━━━ Record excerpts ━━━

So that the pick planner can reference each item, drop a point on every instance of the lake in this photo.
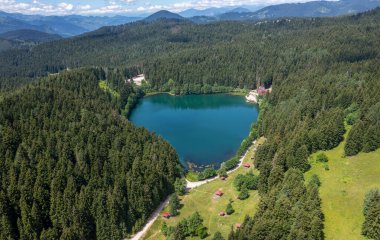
(204, 129)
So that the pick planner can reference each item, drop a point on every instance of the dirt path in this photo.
(151, 220)
(189, 185)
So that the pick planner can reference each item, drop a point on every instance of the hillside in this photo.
(323, 72)
(27, 35)
(75, 168)
(160, 15)
(306, 9)
(65, 26)
(343, 187)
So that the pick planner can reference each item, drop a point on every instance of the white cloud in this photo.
(66, 6)
(122, 6)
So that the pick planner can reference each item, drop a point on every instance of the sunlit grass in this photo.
(343, 189)
(202, 199)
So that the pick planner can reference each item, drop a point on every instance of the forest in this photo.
(324, 73)
(72, 167)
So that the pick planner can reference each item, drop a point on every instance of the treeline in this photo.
(72, 167)
(324, 73)
(290, 210)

━━━

Extract the text of every row above verbatim, in its original order, and omit the picture from your answer.

§ Expected output:
So that the pick planner can reference each item, drop a point on every instance of the lake in this photo.
(204, 129)
So that the pick planner can reference each item, drop a point on every instance of the dirt path in this photo.
(151, 220)
(189, 185)
So that the pick planner can reference each item, drop a point on every instance of the hillside in this photo.
(323, 72)
(27, 35)
(75, 168)
(160, 15)
(306, 9)
(65, 26)
(343, 187)
So that the pick planner can reference each item, drop a point on every instance of the white cloud in this photo.
(66, 6)
(122, 6)
So that the pick planner can reference each item, drop a point on every instance of the sunlit grass in this photo.
(343, 189)
(202, 199)
So that the pick planner can reference each item, drop a point on every instance of the forest in this photo.
(324, 73)
(72, 167)
So that the pick planner can reference each item, drop a point on every instance of the treeline in this photo.
(72, 167)
(324, 73)
(290, 210)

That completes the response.